▶ **Task instructions**: Reproduce every one of the following lines word for word, in the same order.
___ Extracted information ___
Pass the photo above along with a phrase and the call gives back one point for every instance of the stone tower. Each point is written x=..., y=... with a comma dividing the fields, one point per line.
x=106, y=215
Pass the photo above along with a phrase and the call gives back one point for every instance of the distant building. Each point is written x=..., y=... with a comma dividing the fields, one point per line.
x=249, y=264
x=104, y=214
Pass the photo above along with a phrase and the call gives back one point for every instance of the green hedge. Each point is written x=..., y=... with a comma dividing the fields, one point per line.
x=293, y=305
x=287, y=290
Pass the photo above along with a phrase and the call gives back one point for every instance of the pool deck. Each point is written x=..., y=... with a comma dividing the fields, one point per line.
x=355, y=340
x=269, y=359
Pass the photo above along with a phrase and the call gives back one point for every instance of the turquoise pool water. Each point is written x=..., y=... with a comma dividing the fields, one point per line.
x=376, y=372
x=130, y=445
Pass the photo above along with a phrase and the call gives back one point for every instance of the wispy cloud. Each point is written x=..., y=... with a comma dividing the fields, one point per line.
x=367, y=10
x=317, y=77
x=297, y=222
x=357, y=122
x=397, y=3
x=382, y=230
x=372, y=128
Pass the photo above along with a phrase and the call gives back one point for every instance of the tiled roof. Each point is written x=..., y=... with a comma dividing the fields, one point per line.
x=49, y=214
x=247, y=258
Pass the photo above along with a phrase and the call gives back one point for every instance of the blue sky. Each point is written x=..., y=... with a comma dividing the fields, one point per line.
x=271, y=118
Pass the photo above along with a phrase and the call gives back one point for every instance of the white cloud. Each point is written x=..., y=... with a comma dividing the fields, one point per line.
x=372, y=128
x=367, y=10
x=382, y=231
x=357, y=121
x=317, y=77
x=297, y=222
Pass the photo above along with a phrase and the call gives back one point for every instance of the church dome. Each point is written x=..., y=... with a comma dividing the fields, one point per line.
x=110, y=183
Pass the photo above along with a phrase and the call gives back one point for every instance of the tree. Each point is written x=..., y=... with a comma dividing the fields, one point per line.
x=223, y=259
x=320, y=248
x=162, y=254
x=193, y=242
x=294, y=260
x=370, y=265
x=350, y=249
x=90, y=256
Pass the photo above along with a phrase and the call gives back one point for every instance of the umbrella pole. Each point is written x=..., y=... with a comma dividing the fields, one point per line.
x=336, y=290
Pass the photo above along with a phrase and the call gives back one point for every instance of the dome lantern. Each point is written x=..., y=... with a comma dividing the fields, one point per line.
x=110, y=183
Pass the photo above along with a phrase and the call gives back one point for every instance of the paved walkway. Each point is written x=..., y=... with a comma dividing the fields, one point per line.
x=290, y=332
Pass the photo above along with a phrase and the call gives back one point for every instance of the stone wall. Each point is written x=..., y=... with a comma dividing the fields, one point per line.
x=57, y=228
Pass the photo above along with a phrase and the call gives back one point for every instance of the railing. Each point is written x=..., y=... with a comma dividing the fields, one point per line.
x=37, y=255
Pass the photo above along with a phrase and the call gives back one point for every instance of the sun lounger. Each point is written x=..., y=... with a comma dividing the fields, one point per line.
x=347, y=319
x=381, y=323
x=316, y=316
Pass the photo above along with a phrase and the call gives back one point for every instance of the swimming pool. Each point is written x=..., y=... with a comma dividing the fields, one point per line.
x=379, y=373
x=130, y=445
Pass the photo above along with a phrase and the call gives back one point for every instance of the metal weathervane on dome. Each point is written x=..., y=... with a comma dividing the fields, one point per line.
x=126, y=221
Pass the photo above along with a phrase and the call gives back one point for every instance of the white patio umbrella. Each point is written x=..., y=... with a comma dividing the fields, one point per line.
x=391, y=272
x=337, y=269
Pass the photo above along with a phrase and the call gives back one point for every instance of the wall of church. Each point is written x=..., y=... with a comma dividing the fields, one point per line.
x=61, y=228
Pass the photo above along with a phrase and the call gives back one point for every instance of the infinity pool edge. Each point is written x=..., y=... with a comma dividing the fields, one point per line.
___
▶ **Output**:
Pass the photo above along with a phrase and the call gives back one point for every instance of the stone tower. Each point is written x=..., y=... with a comma dividing the fields, one point per line.
x=106, y=215
Pass the photo above along with a phrase and the call gives back one point for every instance of the distant building. Each point is written x=..., y=... with a comma dividing the fields, one point per line.
x=249, y=264
x=104, y=214
Pass the photo above along with a phrase and the call gives back one point for every instance of the green hedge. Each point is written x=..., y=... with a comma dividing the fields, one point per line.
x=293, y=305
x=287, y=290
Pass the photo above along with a phrase and the call gives back one point for every instance of the pool deck. Each point is written x=..., y=... with a comma dividing the fields, one point per line.
x=355, y=340
x=269, y=359
Pass the photo above along with a phrase and the call gives back one point for every instance of the turquoise pool water. Each point is written x=..., y=... with a comma dividing the fields, one point per line.
x=376, y=372
x=130, y=445
Pass the photo above along with a phrase and the call gives back one point for every instance of the wispy cloud. Each point is written x=..., y=... with a comma dividing the fields, one point per line.
x=367, y=10
x=317, y=77
x=297, y=222
x=357, y=122
x=397, y=3
x=382, y=230
x=372, y=128
Pass the photo above along with a phrase and the call gives back one point for every instance of the tiled roof. Each point is written x=..., y=... with a comma dividing the fields, one point per line.
x=49, y=214
x=247, y=258
Pass the photo above along with a phrase and the call gives back one point for every instance of the blue sky. Each point is written x=..., y=... with a comma dividing the fields, one point per line.
x=271, y=118
Pass the photo above along with a phrase and the call gives back one point for every instance of the white cloud. Each point is written x=..., y=... with a comma dividing the fields, one point per line.
x=372, y=128
x=367, y=10
x=382, y=231
x=357, y=121
x=317, y=77
x=297, y=222
Pass the photo above along with a phrase and the call gives back one point for every instance of the church dome. Each point is written x=..., y=... with a comma dividing the fields, one point per line.
x=110, y=183
Pass the photo above along with a phrase and the call gives back one point for every instance of the tree. Each point is written x=..., y=... with a comma dividing the fields, one point per line.
x=223, y=259
x=320, y=248
x=162, y=254
x=193, y=242
x=294, y=260
x=370, y=265
x=350, y=249
x=90, y=256
Pass the photo above along with a phrase and the call gives back one point for every instance of the umbrella pole. Each point is written x=..., y=... with a comma dividing the fields, one point per line.
x=336, y=290
Pass the photo above along with a phrase and the call gives back one point for every instance of the dome lantern. Each point is written x=..., y=... with a comma dividing the fields, one point per line.
x=110, y=183
Pass the photo above along with a phrase and the call gives back one point for every instance of the paved walkway. Each point is written x=..., y=... with a comma dividing the fields, one point per line.
x=290, y=332
Pass the photo above along with a phrase and the call gives back one point for every instance of the stone wall. Each point is written x=..., y=... with a comma dividing the fields, one point per line.
x=57, y=228
Pass the photo above along with a phrase and the call gives back one point for every instance of the railing. Each point is written x=..., y=... with a comma dividing the fields, one point per line.
x=37, y=255
Pass the photo above along with a phrase and the call gives back one point for every instance of the sun lounger. Each point is written x=..., y=... with a comma dividing the fields, one point per line.
x=347, y=319
x=381, y=323
x=316, y=316
Pass the photo above along with a phrase and the call gives back one point for every instance of the swimming pool. Each point is written x=..., y=... with a comma dividing the fields, one point per line.
x=379, y=373
x=130, y=445
Pass the photo above along with a phrase and the call gives back one point for every instance of the metal weathervane on dome. Each point is written x=..., y=... with a comma dividing the fields, one point per line.
x=126, y=221
Pass the photo above along with a phrase and the call gives back one point for every instance of the white patio umbrella. Each point is written x=..., y=... with a comma dividing the fields, one point per line.
x=391, y=272
x=337, y=269
Pass the photo above along with a phrase and the call gives back one point for every instance of the wall of church. Each point is written x=..., y=... with a comma dividing the fields, one point per line.
x=61, y=228
Pass the photo above along with a phrase and the call gives back one point for every instance of the infinity pool edge. Each point is written x=..., y=... with a comma dividing the fields, one point per line.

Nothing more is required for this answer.